(Selected text)
Priced To Perfection: Covid-19, Oil-30 And The Wages Of Bubble Finance, Part 1

Covid-19 and Oil-30 tell you all you need to know about today’s dangerous financial regime of central bank fueled Bubble Finance.

The former is the kind of mega-disruptive act of god which always hangs over the planet and the human population, while the previous $60-$70 oil price was an act of state (Russia and Riyadh) that prevailed at the whim and convenience of two dictators, at least one of whom would not necessarily be considered a stable genius.

Background factors such as these are why free markets were invented to price-in the kind of deep risks which are always with us and to balance the powerful vectors of fear and greed which animate human economic actors. But when Keynesian central bankers take over the job of financial price discovery they tend to asphyxiate the sense of risk and supercharge the impulses of greed.

Their reason for doing so, of course, is more blind than malign. That’s because these PhDs and apparatchiks of state policy do not respect the delicate and uber-important price discovery function of free financial markets.
(End Selected text)
(Records shown)
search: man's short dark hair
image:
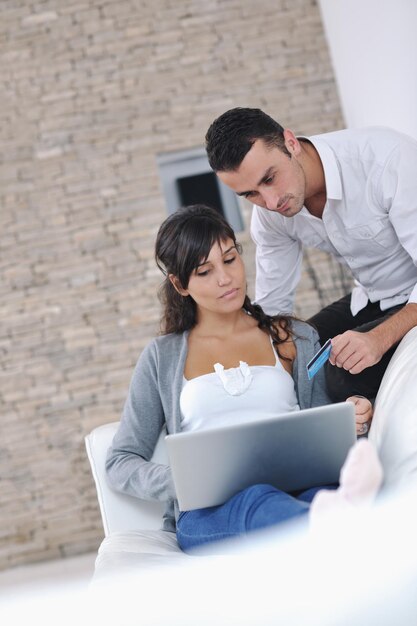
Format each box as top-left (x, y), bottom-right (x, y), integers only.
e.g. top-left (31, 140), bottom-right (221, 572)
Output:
top-left (206, 107), bottom-right (289, 172)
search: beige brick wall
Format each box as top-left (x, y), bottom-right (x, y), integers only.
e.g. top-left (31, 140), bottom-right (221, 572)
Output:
top-left (0, 0), bottom-right (350, 567)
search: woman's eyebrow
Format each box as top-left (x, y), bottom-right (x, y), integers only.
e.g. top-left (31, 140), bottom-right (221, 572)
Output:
top-left (197, 244), bottom-right (236, 267)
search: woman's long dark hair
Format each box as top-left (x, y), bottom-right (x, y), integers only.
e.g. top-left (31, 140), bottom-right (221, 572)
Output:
top-left (155, 204), bottom-right (292, 358)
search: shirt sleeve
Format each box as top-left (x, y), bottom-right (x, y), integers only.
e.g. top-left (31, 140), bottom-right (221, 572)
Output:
top-left (106, 343), bottom-right (175, 501)
top-left (379, 137), bottom-right (417, 303)
top-left (251, 206), bottom-right (303, 315)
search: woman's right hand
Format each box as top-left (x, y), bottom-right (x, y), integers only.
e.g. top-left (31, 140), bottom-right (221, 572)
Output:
top-left (346, 396), bottom-right (374, 436)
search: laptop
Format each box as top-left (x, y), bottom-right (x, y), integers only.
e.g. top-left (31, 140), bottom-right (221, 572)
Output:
top-left (165, 402), bottom-right (356, 511)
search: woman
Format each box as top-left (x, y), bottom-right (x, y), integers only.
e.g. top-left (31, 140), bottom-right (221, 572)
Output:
top-left (106, 205), bottom-right (378, 550)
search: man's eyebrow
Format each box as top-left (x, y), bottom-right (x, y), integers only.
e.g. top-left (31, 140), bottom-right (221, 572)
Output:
top-left (236, 165), bottom-right (274, 196)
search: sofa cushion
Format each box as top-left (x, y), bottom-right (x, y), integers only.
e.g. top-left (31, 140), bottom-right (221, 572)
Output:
top-left (369, 327), bottom-right (417, 488)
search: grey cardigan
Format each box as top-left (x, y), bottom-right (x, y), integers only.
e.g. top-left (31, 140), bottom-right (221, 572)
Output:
top-left (106, 322), bottom-right (331, 531)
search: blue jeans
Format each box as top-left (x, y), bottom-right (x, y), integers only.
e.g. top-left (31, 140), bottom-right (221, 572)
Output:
top-left (177, 485), bottom-right (336, 552)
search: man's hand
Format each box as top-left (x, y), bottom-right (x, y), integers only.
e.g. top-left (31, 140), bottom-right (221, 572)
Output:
top-left (330, 330), bottom-right (385, 374)
top-left (346, 396), bottom-right (374, 435)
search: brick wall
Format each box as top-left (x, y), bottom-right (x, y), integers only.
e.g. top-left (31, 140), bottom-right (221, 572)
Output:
top-left (0, 0), bottom-right (343, 567)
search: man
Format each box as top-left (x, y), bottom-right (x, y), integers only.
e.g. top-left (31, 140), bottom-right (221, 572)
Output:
top-left (206, 108), bottom-right (417, 401)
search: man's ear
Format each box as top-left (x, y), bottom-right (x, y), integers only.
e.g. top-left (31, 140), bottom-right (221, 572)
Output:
top-left (168, 274), bottom-right (189, 296)
top-left (284, 128), bottom-right (301, 156)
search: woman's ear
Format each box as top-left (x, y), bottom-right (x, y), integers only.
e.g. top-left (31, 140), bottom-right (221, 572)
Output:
top-left (168, 274), bottom-right (189, 296)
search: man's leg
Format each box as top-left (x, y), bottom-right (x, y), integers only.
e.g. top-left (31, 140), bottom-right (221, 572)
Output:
top-left (309, 295), bottom-right (404, 402)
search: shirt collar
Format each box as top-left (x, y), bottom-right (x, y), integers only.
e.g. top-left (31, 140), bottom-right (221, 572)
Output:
top-left (304, 135), bottom-right (343, 200)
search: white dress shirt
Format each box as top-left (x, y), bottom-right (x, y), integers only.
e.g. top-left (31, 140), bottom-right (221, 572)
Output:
top-left (251, 128), bottom-right (417, 315)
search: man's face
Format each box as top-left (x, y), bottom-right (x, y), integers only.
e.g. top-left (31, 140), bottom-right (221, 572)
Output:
top-left (217, 131), bottom-right (306, 217)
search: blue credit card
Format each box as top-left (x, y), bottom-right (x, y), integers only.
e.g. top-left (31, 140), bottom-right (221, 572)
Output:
top-left (307, 339), bottom-right (332, 380)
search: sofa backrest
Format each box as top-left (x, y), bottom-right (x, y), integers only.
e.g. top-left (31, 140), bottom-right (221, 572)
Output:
top-left (85, 422), bottom-right (168, 537)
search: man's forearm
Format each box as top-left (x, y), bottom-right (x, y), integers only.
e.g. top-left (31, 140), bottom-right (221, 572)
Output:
top-left (369, 302), bottom-right (417, 354)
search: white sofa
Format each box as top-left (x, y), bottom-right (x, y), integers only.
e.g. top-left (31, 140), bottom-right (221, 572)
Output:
top-left (85, 327), bottom-right (417, 579)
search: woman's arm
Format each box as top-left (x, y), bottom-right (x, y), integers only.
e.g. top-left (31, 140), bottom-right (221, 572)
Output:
top-left (106, 343), bottom-right (175, 501)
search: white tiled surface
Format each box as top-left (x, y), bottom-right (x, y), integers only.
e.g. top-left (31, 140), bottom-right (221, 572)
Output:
top-left (0, 552), bottom-right (97, 594)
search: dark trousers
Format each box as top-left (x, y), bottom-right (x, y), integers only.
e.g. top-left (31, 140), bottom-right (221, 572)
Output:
top-left (309, 294), bottom-right (405, 402)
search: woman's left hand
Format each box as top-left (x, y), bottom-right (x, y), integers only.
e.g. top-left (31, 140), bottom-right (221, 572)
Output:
top-left (346, 396), bottom-right (374, 435)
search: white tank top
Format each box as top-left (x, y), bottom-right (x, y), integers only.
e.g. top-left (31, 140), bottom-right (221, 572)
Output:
top-left (180, 334), bottom-right (300, 431)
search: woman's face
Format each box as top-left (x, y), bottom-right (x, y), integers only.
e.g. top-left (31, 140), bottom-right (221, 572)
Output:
top-left (174, 239), bottom-right (246, 313)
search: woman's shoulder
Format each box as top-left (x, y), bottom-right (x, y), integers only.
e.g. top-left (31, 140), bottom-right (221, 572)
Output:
top-left (140, 333), bottom-right (187, 360)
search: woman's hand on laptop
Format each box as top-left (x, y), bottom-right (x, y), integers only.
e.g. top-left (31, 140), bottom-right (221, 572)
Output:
top-left (346, 396), bottom-right (374, 435)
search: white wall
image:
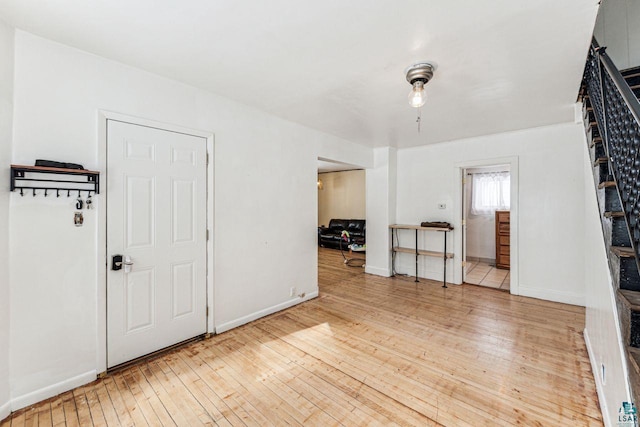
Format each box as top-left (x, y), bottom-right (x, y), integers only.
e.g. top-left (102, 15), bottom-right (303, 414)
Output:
top-left (593, 0), bottom-right (640, 70)
top-left (318, 170), bottom-right (366, 226)
top-left (583, 136), bottom-right (631, 426)
top-left (390, 123), bottom-right (585, 305)
top-left (0, 21), bottom-right (14, 420)
top-left (10, 31), bottom-right (372, 409)
top-left (365, 147), bottom-right (397, 277)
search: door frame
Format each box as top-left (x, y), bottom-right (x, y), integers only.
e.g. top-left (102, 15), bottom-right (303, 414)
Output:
top-left (454, 156), bottom-right (520, 295)
top-left (96, 110), bottom-right (215, 376)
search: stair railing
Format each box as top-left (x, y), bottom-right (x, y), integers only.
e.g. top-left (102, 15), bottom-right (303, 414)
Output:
top-left (585, 38), bottom-right (640, 271)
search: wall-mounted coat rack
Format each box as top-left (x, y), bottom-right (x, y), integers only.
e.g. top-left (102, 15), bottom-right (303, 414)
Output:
top-left (11, 165), bottom-right (100, 197)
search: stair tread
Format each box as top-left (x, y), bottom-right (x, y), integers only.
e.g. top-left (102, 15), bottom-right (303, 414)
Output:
top-left (593, 157), bottom-right (609, 166)
top-left (618, 289), bottom-right (640, 311)
top-left (589, 140), bottom-right (602, 148)
top-left (627, 347), bottom-right (640, 373)
top-left (604, 211), bottom-right (624, 218)
top-left (609, 246), bottom-right (635, 258)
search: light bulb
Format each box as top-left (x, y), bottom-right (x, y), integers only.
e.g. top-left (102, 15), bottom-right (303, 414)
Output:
top-left (409, 80), bottom-right (427, 108)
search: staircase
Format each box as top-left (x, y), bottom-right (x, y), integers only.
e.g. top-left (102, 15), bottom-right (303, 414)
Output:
top-left (581, 40), bottom-right (640, 402)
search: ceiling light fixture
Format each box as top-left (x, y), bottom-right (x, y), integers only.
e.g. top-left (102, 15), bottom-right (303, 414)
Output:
top-left (404, 62), bottom-right (436, 132)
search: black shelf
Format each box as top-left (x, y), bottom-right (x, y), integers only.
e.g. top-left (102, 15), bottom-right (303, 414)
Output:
top-left (11, 165), bottom-right (100, 197)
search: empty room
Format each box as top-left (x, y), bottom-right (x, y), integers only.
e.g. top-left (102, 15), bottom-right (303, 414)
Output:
top-left (0, 0), bottom-right (640, 427)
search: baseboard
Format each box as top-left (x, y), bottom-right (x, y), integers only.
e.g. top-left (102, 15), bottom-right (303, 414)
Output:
top-left (364, 265), bottom-right (391, 277)
top-left (582, 328), bottom-right (613, 427)
top-left (467, 255), bottom-right (496, 265)
top-left (216, 290), bottom-right (318, 334)
top-left (11, 370), bottom-right (98, 411)
top-left (518, 283), bottom-right (585, 307)
top-left (0, 402), bottom-right (11, 424)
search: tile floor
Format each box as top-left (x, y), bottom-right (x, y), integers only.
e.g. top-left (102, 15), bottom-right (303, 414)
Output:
top-left (464, 261), bottom-right (511, 291)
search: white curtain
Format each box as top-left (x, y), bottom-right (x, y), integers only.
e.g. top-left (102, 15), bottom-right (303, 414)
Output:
top-left (471, 172), bottom-right (511, 215)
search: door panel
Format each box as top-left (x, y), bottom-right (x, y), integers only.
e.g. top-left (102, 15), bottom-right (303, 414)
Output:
top-left (107, 120), bottom-right (207, 367)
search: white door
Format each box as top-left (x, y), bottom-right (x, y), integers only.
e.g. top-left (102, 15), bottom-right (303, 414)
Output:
top-left (107, 120), bottom-right (207, 368)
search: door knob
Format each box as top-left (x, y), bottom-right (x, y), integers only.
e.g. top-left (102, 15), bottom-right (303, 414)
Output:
top-left (111, 255), bottom-right (133, 273)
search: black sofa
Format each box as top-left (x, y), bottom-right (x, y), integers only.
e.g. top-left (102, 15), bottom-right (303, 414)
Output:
top-left (318, 219), bottom-right (367, 249)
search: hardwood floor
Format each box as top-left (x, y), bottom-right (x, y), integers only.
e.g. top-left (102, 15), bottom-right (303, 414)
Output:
top-left (0, 249), bottom-right (602, 427)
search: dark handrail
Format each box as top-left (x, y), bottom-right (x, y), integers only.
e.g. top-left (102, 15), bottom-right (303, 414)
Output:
top-left (592, 38), bottom-right (640, 124)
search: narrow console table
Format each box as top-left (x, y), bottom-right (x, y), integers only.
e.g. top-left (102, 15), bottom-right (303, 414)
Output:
top-left (389, 224), bottom-right (453, 288)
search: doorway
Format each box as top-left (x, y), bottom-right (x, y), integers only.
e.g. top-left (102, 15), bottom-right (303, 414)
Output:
top-left (462, 164), bottom-right (511, 291)
top-left (317, 158), bottom-right (366, 286)
top-left (105, 119), bottom-right (209, 368)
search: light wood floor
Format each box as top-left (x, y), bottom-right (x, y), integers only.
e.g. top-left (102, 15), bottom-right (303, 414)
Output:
top-left (0, 249), bottom-right (602, 427)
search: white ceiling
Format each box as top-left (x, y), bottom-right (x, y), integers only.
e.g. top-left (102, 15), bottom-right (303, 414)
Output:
top-left (318, 159), bottom-right (362, 173)
top-left (0, 0), bottom-right (598, 147)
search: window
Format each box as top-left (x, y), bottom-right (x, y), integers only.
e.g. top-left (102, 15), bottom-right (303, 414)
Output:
top-left (471, 172), bottom-right (511, 215)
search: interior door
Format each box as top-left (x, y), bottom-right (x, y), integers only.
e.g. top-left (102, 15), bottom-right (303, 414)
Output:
top-left (107, 120), bottom-right (207, 368)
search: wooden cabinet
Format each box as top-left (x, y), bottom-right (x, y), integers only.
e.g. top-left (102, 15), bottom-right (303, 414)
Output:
top-left (496, 211), bottom-right (511, 270)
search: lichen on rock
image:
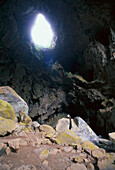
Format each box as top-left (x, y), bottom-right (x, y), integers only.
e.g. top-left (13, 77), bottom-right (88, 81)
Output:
top-left (0, 99), bottom-right (15, 121)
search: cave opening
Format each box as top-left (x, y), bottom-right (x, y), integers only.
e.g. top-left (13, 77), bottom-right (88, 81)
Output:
top-left (31, 13), bottom-right (55, 50)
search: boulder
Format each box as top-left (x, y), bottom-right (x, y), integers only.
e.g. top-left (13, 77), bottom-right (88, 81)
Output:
top-left (91, 148), bottom-right (107, 158)
top-left (109, 132), bottom-right (115, 145)
top-left (97, 157), bottom-right (115, 170)
top-left (39, 124), bottom-right (55, 138)
top-left (0, 99), bottom-right (15, 121)
top-left (19, 111), bottom-right (32, 125)
top-left (74, 117), bottom-right (99, 143)
top-left (56, 117), bottom-right (99, 143)
top-left (0, 86), bottom-right (28, 116)
top-left (51, 130), bottom-right (83, 145)
top-left (31, 121), bottom-right (40, 130)
top-left (81, 141), bottom-right (99, 154)
top-left (0, 117), bottom-right (16, 136)
top-left (97, 105), bottom-right (115, 135)
top-left (56, 118), bottom-right (78, 132)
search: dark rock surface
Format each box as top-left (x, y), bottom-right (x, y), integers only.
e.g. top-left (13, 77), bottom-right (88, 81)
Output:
top-left (0, 0), bottom-right (115, 135)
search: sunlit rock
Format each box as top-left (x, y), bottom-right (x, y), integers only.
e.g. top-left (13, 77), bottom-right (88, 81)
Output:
top-left (31, 14), bottom-right (54, 48)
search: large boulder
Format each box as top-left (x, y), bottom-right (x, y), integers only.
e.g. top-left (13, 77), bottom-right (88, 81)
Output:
top-left (0, 99), bottom-right (15, 136)
top-left (0, 86), bottom-right (28, 116)
top-left (56, 117), bottom-right (99, 143)
top-left (56, 118), bottom-right (78, 132)
top-left (74, 117), bottom-right (99, 143)
top-left (97, 106), bottom-right (115, 135)
top-left (0, 99), bottom-right (15, 121)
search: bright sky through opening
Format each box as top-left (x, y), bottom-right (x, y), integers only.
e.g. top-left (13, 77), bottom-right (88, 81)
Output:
top-left (31, 14), bottom-right (54, 48)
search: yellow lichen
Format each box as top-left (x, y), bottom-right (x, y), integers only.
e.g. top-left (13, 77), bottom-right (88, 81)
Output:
top-left (81, 141), bottom-right (99, 150)
top-left (0, 117), bottom-right (16, 136)
top-left (0, 99), bottom-right (15, 120)
top-left (42, 149), bottom-right (48, 155)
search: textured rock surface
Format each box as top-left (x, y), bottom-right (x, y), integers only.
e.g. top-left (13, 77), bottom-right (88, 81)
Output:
top-left (0, 0), bottom-right (115, 135)
top-left (109, 132), bottom-right (115, 144)
top-left (0, 99), bottom-right (15, 121)
top-left (0, 86), bottom-right (28, 116)
top-left (56, 117), bottom-right (99, 143)
top-left (0, 117), bottom-right (16, 136)
top-left (51, 130), bottom-right (83, 145)
top-left (39, 125), bottom-right (55, 138)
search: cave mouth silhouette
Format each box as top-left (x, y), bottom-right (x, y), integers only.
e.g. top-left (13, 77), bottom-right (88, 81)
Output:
top-left (31, 13), bottom-right (55, 50)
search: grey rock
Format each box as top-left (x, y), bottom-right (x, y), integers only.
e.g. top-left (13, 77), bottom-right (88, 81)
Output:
top-left (0, 86), bottom-right (28, 116)
top-left (74, 117), bottom-right (99, 143)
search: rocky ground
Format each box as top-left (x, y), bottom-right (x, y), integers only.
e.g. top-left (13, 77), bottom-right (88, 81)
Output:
top-left (0, 125), bottom-right (115, 170)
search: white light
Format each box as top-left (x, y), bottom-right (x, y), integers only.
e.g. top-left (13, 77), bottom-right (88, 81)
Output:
top-left (31, 14), bottom-right (54, 48)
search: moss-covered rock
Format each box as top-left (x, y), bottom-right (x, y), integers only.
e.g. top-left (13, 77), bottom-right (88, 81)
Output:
top-left (0, 99), bottom-right (15, 121)
top-left (81, 141), bottom-right (99, 154)
top-left (19, 111), bottom-right (32, 125)
top-left (39, 125), bottom-right (55, 138)
top-left (0, 86), bottom-right (28, 116)
top-left (0, 117), bottom-right (16, 136)
top-left (39, 149), bottom-right (49, 159)
top-left (51, 130), bottom-right (83, 145)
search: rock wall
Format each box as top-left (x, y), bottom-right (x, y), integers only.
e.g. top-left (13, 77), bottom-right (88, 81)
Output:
top-left (0, 0), bottom-right (115, 135)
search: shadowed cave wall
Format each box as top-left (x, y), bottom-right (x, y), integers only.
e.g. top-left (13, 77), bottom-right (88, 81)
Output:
top-left (0, 0), bottom-right (115, 135)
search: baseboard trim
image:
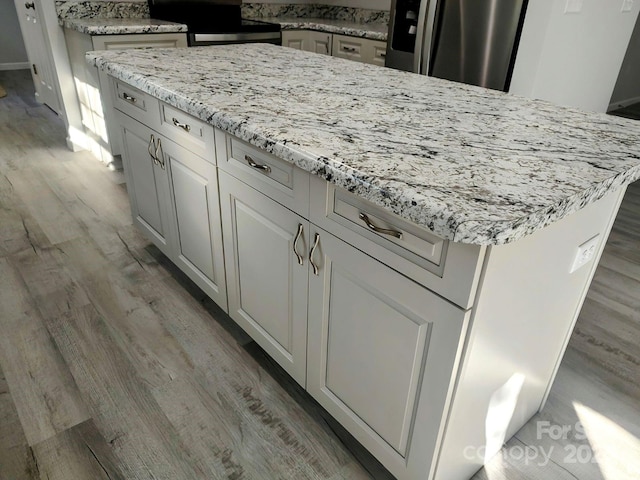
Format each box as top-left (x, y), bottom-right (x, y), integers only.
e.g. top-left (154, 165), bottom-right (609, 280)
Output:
top-left (607, 97), bottom-right (640, 112)
top-left (0, 62), bottom-right (29, 70)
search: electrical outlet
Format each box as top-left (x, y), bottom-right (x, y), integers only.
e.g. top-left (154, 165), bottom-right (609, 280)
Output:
top-left (569, 235), bottom-right (600, 273)
top-left (564, 0), bottom-right (583, 13)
(End Records shown)
**Task description**
Can you extract, word for word, the stretch of the Bubble Finance article from "Covid-19 and Oil-30" through "a stable genius."? Rely on the Bubble Finance article alone, not on the material.

**Solution to this exercise**
Covid-19 and Oil-30 tell you all you need to know about today’s dangerous financial regime of central bank fueled Bubble Finance.

The former is the kind of mega-disruptive act of god which always hangs over the planet and the human population, while the previous $60-$70 oil price was an act of state (Russia and Riyadh) that prevailed at the whim and convenience of two dictators, at least one of whom would not necessarily be considered a stable genius.